Data under study below:

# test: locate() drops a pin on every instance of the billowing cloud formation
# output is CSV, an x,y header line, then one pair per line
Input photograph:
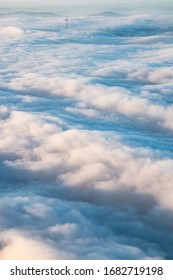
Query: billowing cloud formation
x,y
86,138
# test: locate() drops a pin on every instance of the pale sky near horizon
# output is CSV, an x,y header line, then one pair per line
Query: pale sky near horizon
x,y
81,2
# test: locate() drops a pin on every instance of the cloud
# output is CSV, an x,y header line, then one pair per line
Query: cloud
x,y
17,245
11,31
86,137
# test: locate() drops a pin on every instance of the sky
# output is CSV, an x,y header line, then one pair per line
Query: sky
x,y
138,3
86,122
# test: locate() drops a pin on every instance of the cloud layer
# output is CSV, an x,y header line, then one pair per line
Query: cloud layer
x,y
86,137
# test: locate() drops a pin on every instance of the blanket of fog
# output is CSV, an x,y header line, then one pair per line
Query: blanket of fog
x,y
86,127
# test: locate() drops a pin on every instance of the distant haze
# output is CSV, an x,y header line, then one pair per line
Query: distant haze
x,y
83,2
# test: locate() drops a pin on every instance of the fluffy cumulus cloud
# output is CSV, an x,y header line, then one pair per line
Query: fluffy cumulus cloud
x,y
86,137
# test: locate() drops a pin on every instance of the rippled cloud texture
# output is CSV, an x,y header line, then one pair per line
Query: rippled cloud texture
x,y
86,121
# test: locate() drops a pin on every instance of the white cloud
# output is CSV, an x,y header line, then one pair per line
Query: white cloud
x,y
11,31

End of Data under study.

Your reply should restate the data above word for word and contain no pictures.

**Task result**
# test: locate() drops a pin on every instance of the billowing cloud formation
# output is CSV, an x,y header line, then one pair per line
Input photograph:
Query: billowing cloud formation
x,y
86,138
# test: locate() drops a pin on every instance of the pale sky near horizon
# output is CSV, an x,y header line, then one pair per line
Query: pale sky near horizon
x,y
81,2
# test: locate() drops a pin on every instance of the cloud
# output is CSV, an x,y header line, then one pair per line
Query: cloud
x,y
17,245
11,31
86,137
# test: locate() drops a pin on every instance of the sky
# output is CSV, an x,y header line, then one pair per line
Query: sky
x,y
138,3
86,122
# test: locate() drops a pin on every instance of the cloud layer
# output is CSV, an x,y header line, then one pair per line
Query: cloud layer
x,y
86,137
# test: locate() drops a pin on every instance of the blanket of fog
# output is CSV, an x,y header line, then one pair per line
Query: blanket of fog
x,y
86,127
# test: locate() drops a pin on every instance of the distant haze
# output is CSV, an x,y header line, then one pair per line
Query: distant haze
x,y
83,2
# test: locate() drops a pin on every instance of the fluffy cumulus cloud
# output is CSV, an x,y header line, then one pair per line
Query: fluffy cumulus cloud
x,y
86,137
# test: locate() drops a pin on every instance of the rippled cloud texture
# output is CSV, an x,y header line, then one pair per line
Query: rippled cloud texture
x,y
86,121
# test: locate() drops a pin on every instance of the white cloud
# output is CSV, an x,y header line, then one pair per line
Query: white cloud
x,y
11,31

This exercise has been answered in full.